** Required work **
1. From the methods text on the NVH extract, copy word for word the stretch from "In vitro total" through "expressed in absorbance.".
2. In the methods text on the NVH extract, at what wavelength was absorbance measured in the total antioxidant capacity assay?

Qualitative phytochemical analysis and compound identification

To highlight supposed bioactive compounds in the extract sample (NVH), analytical analyses were conducted. Polyphenols, alkaloids, tannins, glycosides, saponins, lipids, sterols and polyterpens presence in NVH have been qualitatively assayed referring to Trease and Evans method [12] using ferric chloride (polyphenols and tannins), Dragendorff’s reagent (alkaloids), Fehling’s reagent (glycosides), the foam test (saponins), the brown paper test (lipids) and Lieberman-Buchard’s reaction (sterols and polyterpens). Otherwise, alkaloids, proanthocyanidins, polyphenols, flavonoids, and other compound presence have been assayed by thin-layer chromatography (TLC) using various reagents: Dragendorff’s reagent (alkaloids), dimethylamino-cinnamaldehyde (proanthocyanidins), ferric chloride (polyphenols), Neu’s reagent (flavonoids), sulfuric anisaldehyde and vanillin (other compounds). Briefly, for TLC analysis, 20 μl of NVH (50 mg/mL) were deposited on a silica plate which was eluted using the mobile phase water: methanol: acetic acid (12.5:12.5:1). The plate was then dried before being soaked for 5 s in the appropriate reagent.
In addition, NVH and its third fraction (F3) were analyzed by HPLC (high-performance liquid chromatography) using acetonitrile at varying percentages and time ranges (0, 0, 5, 5, 10, 20, 100% respectively during 1–10, 10–15, 15–20, 20–25, 25–35, 35–50, 50–60 min). NVH was further analyzed by HR-LC-MS (high resolution liquid chromatograph mass spectrometer) approach. NMR method has been used to analyze F3 sub fractions (F3_9–10; F3_12–13; F3_17–18; F3_38–41 and F3_52–53).

In vitro total antioxidant capacity (TAC) assay

The Total Antioxidant Capacity (TAC) of the NVH extract sample (NVH) was assessed as reported by Prieto et al. [13] with slight modifications. Briefly, 0.1 mL of different NVH concentrations (25–2250 μg/mL) was mixed with 1 mL of the reagent solution (0.6 M sulfuric acid, 28 mM sodium phosphate and 4 mM ammonium molybdate). The mixture was incubated at 95 °C for 90 min, and then cooled down at room temperature. Absorbance was measured at 695 nm with Vitamin C and silymarin being used as reference. Results are expressed in absorbance.

** Data **
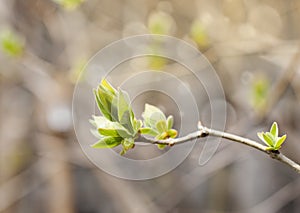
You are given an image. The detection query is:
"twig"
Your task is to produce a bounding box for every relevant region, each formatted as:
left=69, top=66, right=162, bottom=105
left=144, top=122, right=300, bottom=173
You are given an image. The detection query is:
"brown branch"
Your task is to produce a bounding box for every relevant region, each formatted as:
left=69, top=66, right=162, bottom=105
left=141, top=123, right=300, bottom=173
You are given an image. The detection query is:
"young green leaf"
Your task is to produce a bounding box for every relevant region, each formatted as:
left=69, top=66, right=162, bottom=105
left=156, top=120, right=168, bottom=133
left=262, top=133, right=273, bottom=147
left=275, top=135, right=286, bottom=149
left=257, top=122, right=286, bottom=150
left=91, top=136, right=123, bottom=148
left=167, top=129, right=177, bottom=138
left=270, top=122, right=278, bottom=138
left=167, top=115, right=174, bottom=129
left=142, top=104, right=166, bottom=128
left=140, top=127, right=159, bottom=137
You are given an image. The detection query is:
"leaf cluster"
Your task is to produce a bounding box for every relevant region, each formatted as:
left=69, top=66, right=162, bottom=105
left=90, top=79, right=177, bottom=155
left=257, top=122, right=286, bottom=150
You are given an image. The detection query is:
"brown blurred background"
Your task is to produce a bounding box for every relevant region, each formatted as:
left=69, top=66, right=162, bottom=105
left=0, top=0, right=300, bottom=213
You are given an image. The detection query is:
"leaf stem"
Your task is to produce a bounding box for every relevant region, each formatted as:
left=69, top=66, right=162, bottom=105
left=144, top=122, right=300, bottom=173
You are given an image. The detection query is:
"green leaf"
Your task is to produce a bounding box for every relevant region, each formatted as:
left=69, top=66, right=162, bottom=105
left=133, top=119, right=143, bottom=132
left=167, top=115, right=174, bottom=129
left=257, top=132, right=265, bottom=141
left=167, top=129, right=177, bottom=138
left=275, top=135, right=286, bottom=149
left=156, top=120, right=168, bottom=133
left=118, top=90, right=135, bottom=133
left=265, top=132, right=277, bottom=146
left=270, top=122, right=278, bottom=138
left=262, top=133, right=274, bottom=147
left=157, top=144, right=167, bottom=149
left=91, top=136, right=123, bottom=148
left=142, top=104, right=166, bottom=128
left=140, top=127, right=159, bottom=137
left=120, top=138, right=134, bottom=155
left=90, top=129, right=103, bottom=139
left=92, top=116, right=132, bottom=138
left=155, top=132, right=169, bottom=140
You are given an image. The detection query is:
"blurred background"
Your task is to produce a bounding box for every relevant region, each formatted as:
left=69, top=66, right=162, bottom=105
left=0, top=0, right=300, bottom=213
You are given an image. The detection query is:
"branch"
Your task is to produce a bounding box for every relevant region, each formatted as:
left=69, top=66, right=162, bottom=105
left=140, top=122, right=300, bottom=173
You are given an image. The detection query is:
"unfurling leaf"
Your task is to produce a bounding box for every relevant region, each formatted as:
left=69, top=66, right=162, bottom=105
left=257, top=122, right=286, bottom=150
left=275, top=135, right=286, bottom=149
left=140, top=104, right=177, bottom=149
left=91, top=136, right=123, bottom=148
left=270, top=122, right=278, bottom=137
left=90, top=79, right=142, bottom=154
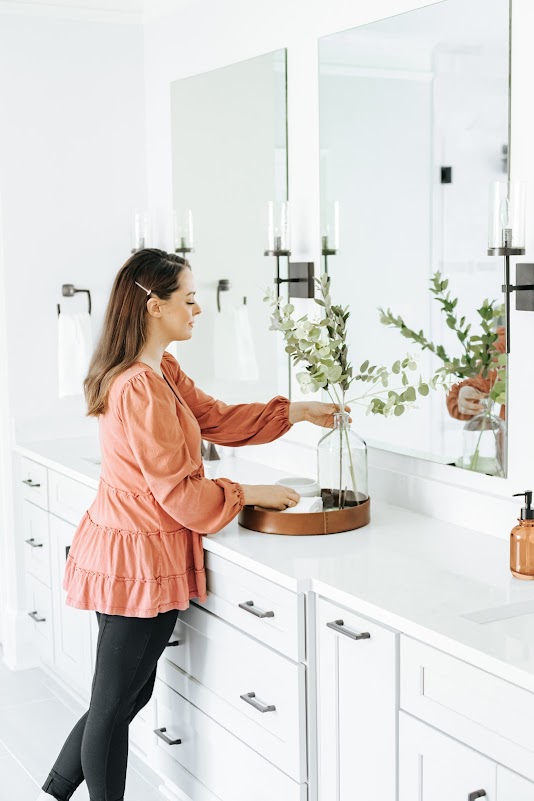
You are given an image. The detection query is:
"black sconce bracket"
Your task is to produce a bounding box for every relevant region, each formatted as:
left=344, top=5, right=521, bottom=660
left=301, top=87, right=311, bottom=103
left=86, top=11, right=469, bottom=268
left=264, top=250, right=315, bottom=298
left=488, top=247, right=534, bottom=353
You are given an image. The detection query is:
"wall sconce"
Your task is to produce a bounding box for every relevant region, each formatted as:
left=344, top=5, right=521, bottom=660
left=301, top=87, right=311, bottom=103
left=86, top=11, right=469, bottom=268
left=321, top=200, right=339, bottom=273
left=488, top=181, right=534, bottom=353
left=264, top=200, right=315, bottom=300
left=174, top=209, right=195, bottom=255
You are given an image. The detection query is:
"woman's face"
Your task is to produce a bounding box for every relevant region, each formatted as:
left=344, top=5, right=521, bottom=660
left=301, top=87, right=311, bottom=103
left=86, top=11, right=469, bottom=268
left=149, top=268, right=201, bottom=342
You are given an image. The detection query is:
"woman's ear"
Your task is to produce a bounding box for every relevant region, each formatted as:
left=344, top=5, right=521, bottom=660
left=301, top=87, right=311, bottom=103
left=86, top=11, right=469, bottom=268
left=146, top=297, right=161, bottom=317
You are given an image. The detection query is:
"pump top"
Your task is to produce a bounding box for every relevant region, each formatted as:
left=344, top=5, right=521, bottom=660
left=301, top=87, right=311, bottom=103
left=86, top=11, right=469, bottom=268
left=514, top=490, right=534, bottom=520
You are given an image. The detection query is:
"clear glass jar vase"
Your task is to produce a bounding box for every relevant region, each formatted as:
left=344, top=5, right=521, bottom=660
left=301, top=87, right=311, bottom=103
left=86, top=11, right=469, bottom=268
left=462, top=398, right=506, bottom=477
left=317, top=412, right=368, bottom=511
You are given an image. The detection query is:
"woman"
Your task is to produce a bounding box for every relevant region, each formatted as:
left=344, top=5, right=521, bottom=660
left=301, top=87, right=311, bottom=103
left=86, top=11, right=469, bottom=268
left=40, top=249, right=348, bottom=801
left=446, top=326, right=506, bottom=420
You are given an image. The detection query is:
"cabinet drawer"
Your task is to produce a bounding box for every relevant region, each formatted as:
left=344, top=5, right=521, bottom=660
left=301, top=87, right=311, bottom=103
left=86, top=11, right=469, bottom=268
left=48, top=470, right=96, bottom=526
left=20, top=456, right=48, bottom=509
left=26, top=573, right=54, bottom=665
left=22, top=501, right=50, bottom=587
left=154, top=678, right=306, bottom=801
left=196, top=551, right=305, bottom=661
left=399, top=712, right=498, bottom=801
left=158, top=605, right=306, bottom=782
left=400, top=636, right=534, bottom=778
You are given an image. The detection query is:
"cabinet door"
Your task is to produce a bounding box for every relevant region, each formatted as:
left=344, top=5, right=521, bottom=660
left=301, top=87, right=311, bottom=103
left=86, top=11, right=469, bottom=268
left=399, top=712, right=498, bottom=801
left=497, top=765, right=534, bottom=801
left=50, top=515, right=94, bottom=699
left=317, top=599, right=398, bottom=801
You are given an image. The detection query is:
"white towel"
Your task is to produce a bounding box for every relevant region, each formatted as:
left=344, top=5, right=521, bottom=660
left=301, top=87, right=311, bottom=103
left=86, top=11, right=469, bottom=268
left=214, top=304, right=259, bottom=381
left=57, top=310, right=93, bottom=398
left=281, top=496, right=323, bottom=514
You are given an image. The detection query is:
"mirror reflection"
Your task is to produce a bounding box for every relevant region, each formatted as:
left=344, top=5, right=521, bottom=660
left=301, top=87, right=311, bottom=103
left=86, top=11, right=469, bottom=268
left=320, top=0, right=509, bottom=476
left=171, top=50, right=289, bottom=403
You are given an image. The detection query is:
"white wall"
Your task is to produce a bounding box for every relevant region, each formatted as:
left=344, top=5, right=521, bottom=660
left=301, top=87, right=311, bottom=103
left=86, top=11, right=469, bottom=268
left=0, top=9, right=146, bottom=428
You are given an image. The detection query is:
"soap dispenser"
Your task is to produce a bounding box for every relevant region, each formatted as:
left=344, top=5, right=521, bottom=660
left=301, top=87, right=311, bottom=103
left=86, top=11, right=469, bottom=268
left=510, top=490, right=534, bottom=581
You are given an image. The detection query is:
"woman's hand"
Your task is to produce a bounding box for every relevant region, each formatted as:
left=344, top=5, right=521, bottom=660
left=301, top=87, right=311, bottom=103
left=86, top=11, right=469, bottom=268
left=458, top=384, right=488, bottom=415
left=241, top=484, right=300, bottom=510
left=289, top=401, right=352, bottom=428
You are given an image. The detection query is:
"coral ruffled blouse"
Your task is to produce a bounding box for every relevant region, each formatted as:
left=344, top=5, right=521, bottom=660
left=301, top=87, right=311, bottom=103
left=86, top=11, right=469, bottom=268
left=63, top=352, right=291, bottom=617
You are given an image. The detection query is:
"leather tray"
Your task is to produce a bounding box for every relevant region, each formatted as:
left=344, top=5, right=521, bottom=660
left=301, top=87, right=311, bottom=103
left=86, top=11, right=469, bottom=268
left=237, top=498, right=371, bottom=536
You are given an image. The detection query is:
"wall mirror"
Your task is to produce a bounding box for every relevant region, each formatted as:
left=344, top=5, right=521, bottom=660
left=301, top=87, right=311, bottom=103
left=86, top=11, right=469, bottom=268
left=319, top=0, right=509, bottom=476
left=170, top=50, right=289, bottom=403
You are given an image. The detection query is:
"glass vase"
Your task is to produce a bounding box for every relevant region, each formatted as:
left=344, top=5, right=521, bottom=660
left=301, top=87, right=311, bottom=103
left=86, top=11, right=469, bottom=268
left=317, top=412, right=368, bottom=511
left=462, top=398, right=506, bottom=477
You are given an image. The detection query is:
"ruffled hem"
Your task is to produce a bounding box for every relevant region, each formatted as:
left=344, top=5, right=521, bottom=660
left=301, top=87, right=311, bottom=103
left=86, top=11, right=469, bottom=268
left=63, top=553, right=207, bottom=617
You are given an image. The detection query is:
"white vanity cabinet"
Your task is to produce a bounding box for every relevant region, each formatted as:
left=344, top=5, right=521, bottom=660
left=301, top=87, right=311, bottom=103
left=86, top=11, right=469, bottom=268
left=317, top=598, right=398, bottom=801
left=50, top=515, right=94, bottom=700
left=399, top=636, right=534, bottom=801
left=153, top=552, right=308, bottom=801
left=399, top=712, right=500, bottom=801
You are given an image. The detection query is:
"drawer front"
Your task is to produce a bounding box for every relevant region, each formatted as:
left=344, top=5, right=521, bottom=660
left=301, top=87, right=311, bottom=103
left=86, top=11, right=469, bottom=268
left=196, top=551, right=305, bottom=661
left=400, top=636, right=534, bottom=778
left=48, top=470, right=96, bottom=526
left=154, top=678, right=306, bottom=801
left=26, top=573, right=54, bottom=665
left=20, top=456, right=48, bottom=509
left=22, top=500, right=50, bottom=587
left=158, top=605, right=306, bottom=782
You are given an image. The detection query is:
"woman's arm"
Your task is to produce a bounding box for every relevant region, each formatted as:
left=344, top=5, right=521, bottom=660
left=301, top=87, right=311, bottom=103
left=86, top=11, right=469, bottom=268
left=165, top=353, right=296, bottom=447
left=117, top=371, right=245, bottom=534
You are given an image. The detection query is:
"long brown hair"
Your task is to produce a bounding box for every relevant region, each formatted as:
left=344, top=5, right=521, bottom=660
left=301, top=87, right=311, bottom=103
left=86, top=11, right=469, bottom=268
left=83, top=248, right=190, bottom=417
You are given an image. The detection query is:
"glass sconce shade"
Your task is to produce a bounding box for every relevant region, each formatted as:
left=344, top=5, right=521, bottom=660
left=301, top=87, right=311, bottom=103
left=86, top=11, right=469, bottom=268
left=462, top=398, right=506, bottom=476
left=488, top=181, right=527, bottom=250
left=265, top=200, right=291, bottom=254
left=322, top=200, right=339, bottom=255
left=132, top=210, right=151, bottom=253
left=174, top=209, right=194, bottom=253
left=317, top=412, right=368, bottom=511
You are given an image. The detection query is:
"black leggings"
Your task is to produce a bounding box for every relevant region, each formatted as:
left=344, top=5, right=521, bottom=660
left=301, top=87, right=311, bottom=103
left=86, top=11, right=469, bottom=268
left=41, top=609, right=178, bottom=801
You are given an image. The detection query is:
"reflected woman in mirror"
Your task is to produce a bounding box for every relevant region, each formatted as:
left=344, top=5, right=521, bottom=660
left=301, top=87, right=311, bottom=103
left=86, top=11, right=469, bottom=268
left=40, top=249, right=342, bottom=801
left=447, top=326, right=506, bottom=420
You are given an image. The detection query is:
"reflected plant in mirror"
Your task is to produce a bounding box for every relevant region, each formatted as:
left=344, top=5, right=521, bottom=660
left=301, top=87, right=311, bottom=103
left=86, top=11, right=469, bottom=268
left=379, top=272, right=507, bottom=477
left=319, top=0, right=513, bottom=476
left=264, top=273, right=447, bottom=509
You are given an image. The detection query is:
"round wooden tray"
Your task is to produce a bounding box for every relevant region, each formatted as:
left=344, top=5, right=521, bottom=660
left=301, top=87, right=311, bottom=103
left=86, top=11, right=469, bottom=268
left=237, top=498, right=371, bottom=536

** Expected outputs **
1.
In vitro total antioxidant capacity (TAC) assay

The Total Antioxidant Capacity (TAC) of the NVH extract sample (NVH) was assessed as reported by Prieto et al. [13] with slight modifications. Briefly, 0.1 mL of different NVH concentrations (25–2250 μg/mL) was mixed with 1 mL of the reagent solution (0.6 M sulfuric acid, 28 mM sodium phosphate and 4 mM ammonium molybdate). The mixture was incubated at 95 °C for 90 min, and then cooled down at room temperature. Absorbance was measured at 695 nm with Vitamin C and silymarin being used as reference. Results are expressed in absorbance.

2. 695 nm.